Across the following data, how many lines include the string "report"? Reply with the number and nothing more.

── Material provided ──

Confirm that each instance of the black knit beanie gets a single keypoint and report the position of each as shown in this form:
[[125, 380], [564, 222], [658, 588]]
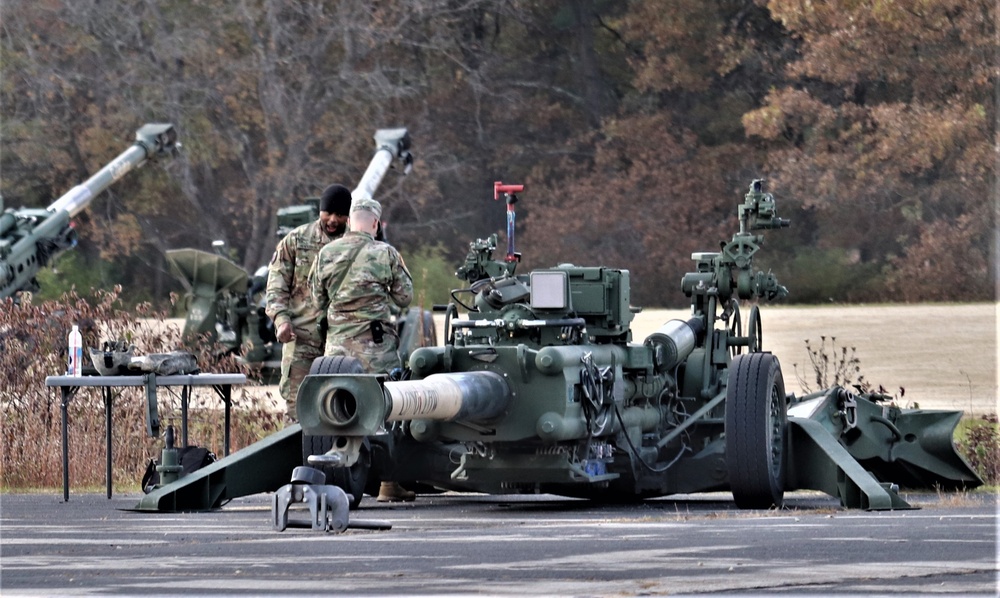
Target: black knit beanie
[[336, 199]]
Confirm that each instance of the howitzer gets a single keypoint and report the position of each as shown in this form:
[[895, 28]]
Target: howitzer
[[31, 238], [226, 304], [539, 387]]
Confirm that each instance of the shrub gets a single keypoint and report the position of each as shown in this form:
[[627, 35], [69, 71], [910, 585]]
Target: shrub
[[980, 445]]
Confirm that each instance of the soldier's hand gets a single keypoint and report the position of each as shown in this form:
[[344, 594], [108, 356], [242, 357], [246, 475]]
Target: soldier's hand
[[285, 333]]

───

Solution to this exercise = 4